- _REQUIRED ACTIONS_:
[a] Can you reproduce the part of the Covid-19 treatment article that opens with the words containing "A Ray Of Hope For" and closes with "as next summer.", substituting "hospital admission" for "hospitalization"?
[b] Does each statement agree with the Covid-19 treatment article? Answer yes or no for each, quoting the deciding words. (i) The Eli Lilly therapy acts directly on the virus to stop it from replicating. (ii) Virus growth is rapid during the first phase. (iii) Giving these drugs after the disease progresses helps patients a great deal.

- _PASSAGE TO READ_:
A Ray Of Hope For Treatment Of Covid-19

New reports on the effectiveness of two different monoclonal antibody therapies have given us a ray of hope that we can prevent Covid-19 from turning deadly. In these preliminary reports both antibody drugs seem to reduce hospitalization for patients if the drugs are given early in the course of the disease. Other studies have shown that administering these same drugs after the disease progresses does little to no good. This finding points us towards two important steps we need to take to effectively contain the pandemic by as soon as next summer.

The two therapies—one from Eli Lilly and the other from Regeneron—work directly on the virus to prevent it from replicating. For Covid-19, the virus acts in three distinct phases. The first phase takes place a few days to a week following infection. During this period, virus growth is slow. In the second phase, virus growth is rapid and the concentration of virus particles in nasal fluids, the lung, and the intestine is high. This is normally when patients begin to show symptoms, after the peak of virus replication. At this point, we enter the third phase. It is this phase that life-threatening symptoms unroll over a matter of two to three weeks and sometimes longer. Little to no infectious virus is present but the disease the virus started continues on.

Natural-language descriptions of regions
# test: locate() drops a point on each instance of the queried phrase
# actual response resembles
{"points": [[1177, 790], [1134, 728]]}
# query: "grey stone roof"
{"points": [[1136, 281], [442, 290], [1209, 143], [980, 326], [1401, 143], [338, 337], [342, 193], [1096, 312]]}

- _ANSWERS PROVIDED_:
[a]
A Ray Of Hope For Treatment Of Covid-19

New reports on the effectiveness of two different monoclonal antibody therapies have given us a ray of hope that we can prevent Covid-19 from turning deadly. In these preliminary reports both antibody drugs seem to reduce hospital admission for patients if the drugs are given early in the course of the disease. Other studies have shown that administering these same drugs after the disease progresses does little to no good. This finding points us towards two important steps we need to take to effectively contain the pandemic by as soon as next summer.

[b]
(i) Yes: "The two therapies—one from Eli Lilly and the other from Regeneron—work directly on the virus to prevent it from replicating."
(ii) No: "During this period, virus growth is slow."
(iii) No: "administering these same drugs after the disease progresses does little to no good."